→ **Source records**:
★ ★ ★ ★ ★ ★ ★

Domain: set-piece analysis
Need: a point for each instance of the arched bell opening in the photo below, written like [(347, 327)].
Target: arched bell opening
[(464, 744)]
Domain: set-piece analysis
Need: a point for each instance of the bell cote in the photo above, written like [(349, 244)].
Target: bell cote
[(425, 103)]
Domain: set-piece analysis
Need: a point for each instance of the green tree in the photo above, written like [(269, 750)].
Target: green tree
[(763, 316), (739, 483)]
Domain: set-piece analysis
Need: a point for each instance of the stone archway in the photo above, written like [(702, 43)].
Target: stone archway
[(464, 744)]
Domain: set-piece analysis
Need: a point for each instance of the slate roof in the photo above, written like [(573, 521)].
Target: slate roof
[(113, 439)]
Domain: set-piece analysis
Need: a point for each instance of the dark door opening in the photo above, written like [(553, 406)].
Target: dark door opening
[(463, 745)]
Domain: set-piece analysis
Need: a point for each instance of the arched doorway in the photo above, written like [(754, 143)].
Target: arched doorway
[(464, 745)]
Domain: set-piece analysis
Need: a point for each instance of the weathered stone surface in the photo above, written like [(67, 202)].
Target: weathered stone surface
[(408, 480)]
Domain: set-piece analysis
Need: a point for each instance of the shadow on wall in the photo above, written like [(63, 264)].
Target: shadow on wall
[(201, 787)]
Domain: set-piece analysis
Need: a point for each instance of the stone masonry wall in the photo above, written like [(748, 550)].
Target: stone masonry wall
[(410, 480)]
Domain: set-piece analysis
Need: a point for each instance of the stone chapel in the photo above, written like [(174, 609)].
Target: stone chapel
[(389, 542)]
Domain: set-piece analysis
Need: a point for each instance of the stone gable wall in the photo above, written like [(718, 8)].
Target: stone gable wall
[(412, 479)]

★ ★ ★ ★ ★ ★ ★

→ **Task item**:
For this exercise, output exactly the lines above from the line with "Need: a point for each instance of the weathered" to the line with "Need: a point for each instance of the stone masonry", counting both, and leave out the rest.

→ **Output of the exercise**:
Need: a point for each instance of the weathered stone surface in the photo above, written like [(67, 202)].
Target: weathered stone surface
[(408, 480)]
Domain: set-piece analysis
Need: a point for each instance of the shadow on wall in the photo above, written like [(63, 264)].
Target: shadow on wall
[(201, 787)]
Domain: set-piece analysis
Need: a point for each instance of the stone masonry wall in the photo above, written like [(748, 550)].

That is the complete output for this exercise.